►
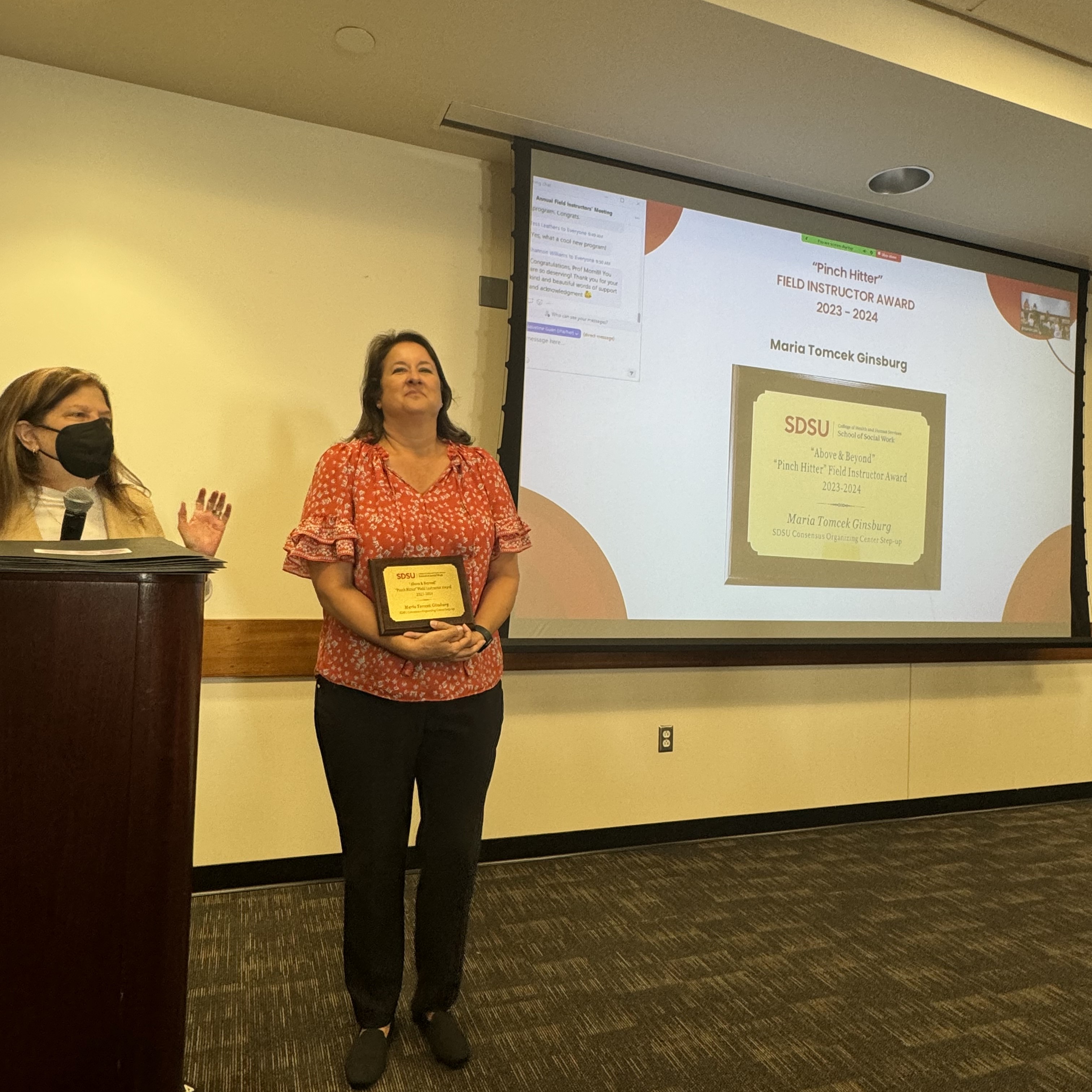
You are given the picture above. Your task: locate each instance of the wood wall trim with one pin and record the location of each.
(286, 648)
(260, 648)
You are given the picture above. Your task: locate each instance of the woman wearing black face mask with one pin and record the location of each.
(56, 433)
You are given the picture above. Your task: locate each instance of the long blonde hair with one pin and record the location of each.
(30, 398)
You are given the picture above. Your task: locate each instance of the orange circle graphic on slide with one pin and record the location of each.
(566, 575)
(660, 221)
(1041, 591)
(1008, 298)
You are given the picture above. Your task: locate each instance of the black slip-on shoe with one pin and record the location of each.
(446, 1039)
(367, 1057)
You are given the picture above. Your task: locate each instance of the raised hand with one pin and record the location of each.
◄
►
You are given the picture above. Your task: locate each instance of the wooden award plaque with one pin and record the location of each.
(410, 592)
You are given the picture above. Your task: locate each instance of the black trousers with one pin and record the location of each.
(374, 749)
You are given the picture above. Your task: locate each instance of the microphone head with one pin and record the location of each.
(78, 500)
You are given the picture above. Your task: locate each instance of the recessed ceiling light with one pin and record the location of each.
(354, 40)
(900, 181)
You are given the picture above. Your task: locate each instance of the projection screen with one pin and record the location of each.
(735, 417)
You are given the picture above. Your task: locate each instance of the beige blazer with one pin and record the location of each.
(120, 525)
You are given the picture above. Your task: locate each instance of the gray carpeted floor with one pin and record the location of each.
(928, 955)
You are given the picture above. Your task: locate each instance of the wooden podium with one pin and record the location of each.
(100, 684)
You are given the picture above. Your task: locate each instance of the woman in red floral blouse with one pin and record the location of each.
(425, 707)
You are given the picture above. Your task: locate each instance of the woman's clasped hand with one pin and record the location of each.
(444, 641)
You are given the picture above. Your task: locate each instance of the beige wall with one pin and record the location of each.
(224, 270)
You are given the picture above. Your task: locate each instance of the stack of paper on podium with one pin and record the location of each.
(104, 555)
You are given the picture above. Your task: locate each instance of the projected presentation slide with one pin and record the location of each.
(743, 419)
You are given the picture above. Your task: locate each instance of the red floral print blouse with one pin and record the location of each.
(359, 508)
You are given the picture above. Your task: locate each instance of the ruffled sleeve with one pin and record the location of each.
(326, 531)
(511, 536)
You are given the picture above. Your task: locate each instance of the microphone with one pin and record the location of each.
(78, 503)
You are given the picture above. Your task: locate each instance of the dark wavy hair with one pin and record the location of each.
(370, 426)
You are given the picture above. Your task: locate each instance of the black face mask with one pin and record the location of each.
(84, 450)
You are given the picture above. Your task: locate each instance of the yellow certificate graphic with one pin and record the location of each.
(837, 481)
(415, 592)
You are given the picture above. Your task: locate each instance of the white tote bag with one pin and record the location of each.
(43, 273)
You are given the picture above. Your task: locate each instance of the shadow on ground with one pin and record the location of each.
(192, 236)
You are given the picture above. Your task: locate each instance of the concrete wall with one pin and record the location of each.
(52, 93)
◄
►
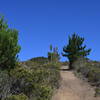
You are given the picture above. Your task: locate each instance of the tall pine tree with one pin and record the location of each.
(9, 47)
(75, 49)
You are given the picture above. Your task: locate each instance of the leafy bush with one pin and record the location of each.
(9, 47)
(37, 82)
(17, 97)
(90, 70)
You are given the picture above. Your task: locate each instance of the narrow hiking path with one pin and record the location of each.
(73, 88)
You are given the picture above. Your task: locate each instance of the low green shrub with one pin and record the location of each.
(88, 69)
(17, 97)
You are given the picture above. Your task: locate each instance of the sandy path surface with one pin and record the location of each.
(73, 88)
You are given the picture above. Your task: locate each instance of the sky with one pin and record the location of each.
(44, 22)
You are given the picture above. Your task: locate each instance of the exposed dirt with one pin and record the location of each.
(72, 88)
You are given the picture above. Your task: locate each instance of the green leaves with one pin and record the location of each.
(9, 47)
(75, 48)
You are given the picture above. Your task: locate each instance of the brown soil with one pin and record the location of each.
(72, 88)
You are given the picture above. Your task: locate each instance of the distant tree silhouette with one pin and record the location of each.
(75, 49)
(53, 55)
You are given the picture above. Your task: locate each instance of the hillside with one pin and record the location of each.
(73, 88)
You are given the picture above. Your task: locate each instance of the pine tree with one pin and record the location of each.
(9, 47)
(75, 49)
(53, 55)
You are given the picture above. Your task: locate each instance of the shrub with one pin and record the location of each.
◄
Could you give back only the part of the material that opens with the line containing "the wood wall" and closes with the line containing "of the raised", substituting "position" for "location" and leaving everything else unchanged?

You are given the picture above. Your task: locate each instance of the wood wall trim with one pin and record the position of each.
(286, 648)
(260, 648)
You are given the picture above. Your task: locate each instance of the woman wearing black face mask with one pin and record the position of each.
(56, 433)
You are given the picture above. Your task: locate each instance of the long blonde hair with one pin and record the position of each.
(30, 398)
You are given the picture above. Your task: locate each instance of the orange circle graphic on slide with one pin and record the position of each.
(566, 575)
(660, 221)
(1041, 591)
(1008, 298)
You are given the picture above. Your task: locate each instance of the black slip-on shoe with one pin and record the position of each.
(446, 1039)
(367, 1057)
You are given the picture above. Your task: locate each instance of the raised hand with one pin and record the position of each.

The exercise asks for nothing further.